== ACTIONS TO TAKE ==
(A) In the essay about growing up in a one-parent household, where did the family order food from when the writer stayed up past bedtime?
(B) List every quality the writer says they learned from growing up in a one-parent household, according to the essay on that subject.
(C) Extend the essay about growing up in a one-parent household, picking up after its final sentence.

== DOCUMENT SECTION ==
begin
I didn’t know it at the time, but growing up in a one-parent household was an unknown blessing. I’ve learned a lot about hard work, independence, endurance, sacrifice and compromise that I wouldn’t of wanted it any different.

When you’re young, you don’t realize how hard your parents work to make your life ordinarily extraordinary. When you grow up with one parent, you further don’t understand the required effort to adequately provide for a one-income family. I’m sure it wasn’t easy, but if it wasn’t, she never led on. With maturity, it became apparent that I owe a great deal of thanks and appreciation to my mom.

She has given me a strong will, support and a lifetime of memories from the special bond a single parent and their children share.

My favorite memories growing up, like everyone else, are simple — like staying up past my bedtime, ordering from the Pizza House, and watching David Letterman in bed, or a Bond movie on television, or episodes of “Green Acres” on Nick at Nite. Or when we played in the back yard on my little metal swing set; when my mom surprised me on Valentine’s Day with this doll I had been wanting; and each and every vacation, even to the grotto in the middle of summer.
end
== DATA ==
begin
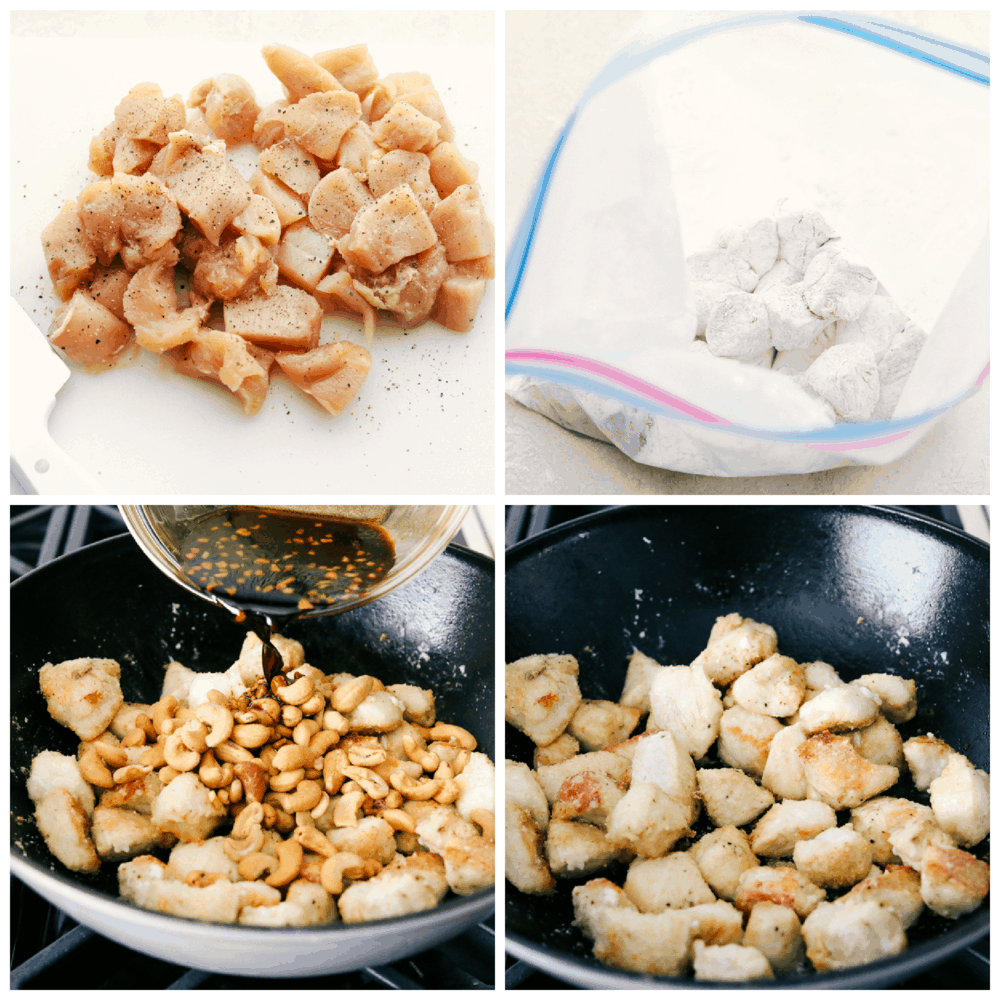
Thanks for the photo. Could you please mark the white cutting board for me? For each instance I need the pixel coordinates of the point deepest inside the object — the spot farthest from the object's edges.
(424, 420)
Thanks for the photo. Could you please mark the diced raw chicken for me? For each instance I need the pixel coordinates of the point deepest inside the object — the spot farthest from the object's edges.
(462, 226)
(335, 201)
(394, 227)
(230, 106)
(89, 332)
(289, 163)
(209, 189)
(304, 255)
(332, 375)
(68, 254)
(319, 122)
(289, 319)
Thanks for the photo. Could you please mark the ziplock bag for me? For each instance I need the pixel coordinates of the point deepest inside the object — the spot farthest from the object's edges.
(880, 128)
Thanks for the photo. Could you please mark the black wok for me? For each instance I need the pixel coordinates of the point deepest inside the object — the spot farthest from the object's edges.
(109, 600)
(866, 589)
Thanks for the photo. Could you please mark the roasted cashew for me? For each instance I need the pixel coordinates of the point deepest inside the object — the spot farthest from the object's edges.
(178, 756)
(336, 868)
(485, 819)
(254, 865)
(348, 696)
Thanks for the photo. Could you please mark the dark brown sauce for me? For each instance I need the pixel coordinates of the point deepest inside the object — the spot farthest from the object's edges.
(273, 566)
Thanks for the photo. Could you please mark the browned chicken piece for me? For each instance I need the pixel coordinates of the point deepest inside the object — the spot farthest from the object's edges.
(335, 201)
(228, 360)
(407, 289)
(356, 149)
(319, 122)
(68, 254)
(290, 319)
(404, 127)
(287, 204)
(234, 268)
(108, 287)
(399, 166)
(300, 74)
(462, 225)
(392, 228)
(89, 332)
(352, 66)
(292, 165)
(209, 189)
(151, 308)
(338, 290)
(331, 375)
(303, 256)
(260, 219)
(230, 106)
(269, 127)
(449, 169)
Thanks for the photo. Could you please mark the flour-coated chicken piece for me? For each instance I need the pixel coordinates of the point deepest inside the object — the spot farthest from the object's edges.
(577, 849)
(648, 821)
(589, 797)
(783, 773)
(785, 824)
(953, 882)
(834, 859)
(730, 797)
(960, 798)
(838, 775)
(843, 935)
(734, 649)
(525, 865)
(875, 819)
(775, 686)
(409, 885)
(729, 963)
(898, 887)
(685, 702)
(847, 706)
(745, 739)
(926, 756)
(598, 724)
(521, 788)
(723, 856)
(593, 896)
(785, 886)
(897, 694)
(83, 694)
(776, 932)
(642, 671)
(65, 826)
(673, 882)
(51, 770)
(541, 695)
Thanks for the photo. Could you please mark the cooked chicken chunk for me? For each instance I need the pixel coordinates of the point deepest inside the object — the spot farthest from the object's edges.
(729, 963)
(960, 798)
(686, 703)
(673, 882)
(838, 775)
(542, 695)
(776, 932)
(843, 935)
(731, 798)
(83, 695)
(524, 863)
(785, 824)
(723, 856)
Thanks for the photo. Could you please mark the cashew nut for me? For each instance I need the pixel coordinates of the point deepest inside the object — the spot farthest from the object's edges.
(336, 868)
(348, 696)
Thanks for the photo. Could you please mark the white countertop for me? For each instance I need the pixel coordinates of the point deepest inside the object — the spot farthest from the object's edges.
(551, 57)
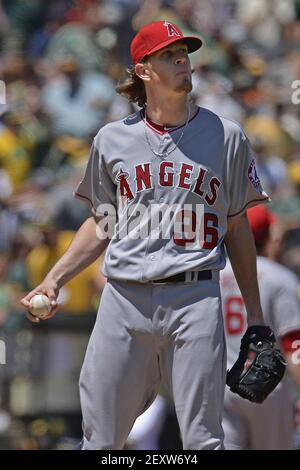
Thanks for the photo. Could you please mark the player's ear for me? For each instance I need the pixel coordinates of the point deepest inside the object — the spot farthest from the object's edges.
(142, 70)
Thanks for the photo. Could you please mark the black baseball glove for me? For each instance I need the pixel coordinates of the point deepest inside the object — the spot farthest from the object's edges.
(259, 367)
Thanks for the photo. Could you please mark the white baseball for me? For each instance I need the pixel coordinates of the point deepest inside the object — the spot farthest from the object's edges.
(40, 305)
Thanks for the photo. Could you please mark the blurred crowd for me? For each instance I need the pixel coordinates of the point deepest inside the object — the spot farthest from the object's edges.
(59, 64)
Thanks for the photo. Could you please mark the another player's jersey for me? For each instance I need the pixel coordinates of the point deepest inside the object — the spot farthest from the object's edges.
(279, 299)
(171, 211)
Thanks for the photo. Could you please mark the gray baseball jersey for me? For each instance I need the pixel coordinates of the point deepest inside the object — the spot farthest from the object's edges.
(212, 169)
(269, 425)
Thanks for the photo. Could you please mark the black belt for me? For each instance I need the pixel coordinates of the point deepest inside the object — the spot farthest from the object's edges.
(184, 277)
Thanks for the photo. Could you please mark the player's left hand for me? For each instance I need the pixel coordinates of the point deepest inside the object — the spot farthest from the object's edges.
(259, 367)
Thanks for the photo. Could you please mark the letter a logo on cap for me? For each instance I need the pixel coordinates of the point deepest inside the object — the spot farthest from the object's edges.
(172, 31)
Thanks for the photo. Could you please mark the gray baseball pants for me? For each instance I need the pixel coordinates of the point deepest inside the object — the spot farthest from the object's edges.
(149, 335)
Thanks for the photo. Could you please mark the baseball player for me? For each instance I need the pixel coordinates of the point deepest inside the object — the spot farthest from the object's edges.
(176, 180)
(269, 425)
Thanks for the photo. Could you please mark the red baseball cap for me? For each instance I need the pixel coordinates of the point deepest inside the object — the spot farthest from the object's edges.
(155, 36)
(260, 219)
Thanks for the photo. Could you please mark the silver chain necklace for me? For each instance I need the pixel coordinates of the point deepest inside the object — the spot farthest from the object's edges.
(165, 154)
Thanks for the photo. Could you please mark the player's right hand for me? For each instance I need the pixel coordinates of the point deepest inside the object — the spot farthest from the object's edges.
(48, 287)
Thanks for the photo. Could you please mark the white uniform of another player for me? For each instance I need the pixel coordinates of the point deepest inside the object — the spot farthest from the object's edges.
(269, 425)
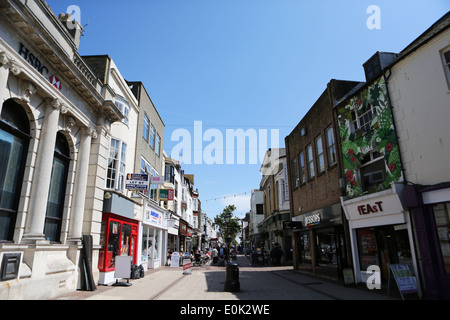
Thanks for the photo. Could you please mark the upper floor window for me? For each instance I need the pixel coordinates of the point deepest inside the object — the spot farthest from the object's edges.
(310, 159)
(115, 178)
(319, 155)
(146, 128)
(446, 61)
(331, 147)
(124, 108)
(302, 168)
(362, 118)
(294, 171)
(152, 136)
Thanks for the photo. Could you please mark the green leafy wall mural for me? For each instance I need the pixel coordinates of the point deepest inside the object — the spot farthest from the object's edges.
(357, 144)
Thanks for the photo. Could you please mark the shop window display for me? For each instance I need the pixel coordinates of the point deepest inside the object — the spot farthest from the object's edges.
(442, 218)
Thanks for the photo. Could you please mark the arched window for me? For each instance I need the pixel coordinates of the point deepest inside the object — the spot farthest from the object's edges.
(14, 140)
(57, 191)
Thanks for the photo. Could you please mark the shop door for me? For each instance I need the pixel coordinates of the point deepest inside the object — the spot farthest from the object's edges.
(386, 250)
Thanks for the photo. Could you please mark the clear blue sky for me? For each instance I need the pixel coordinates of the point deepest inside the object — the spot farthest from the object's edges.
end
== ANSWERS TO EACH TASK ==
(A) The Pizza House.

(B) Hard work, independence, endurance, sacrifice, compromise

(C)
Over the years, I’ve watched my mom admirably advance her career for her own good going from a commuter at Principal Financial to a student in nursing school, and then from different nursing positions to her beloved time as a hospice nurse.

This week, she started a new endeavor working as a health facilities surveyor for the State of Iowa. I couldn’t be any prouder or happier for her than I am today.

It’s important to give credit when credit’s due and my mom deserves a lot.

Her self motivation and strong work ethic has been the most inspirational tool I could have received. I don’t think she knew then that those night shifts would’ve taught me so much about life. I didn’t know either.

Congratulations on your new job, mom. You deserve it. You absolutely deserve it. Good luck adjusting, and training, but I know you don’t need it. You’ve been doing it perfectly your whole life.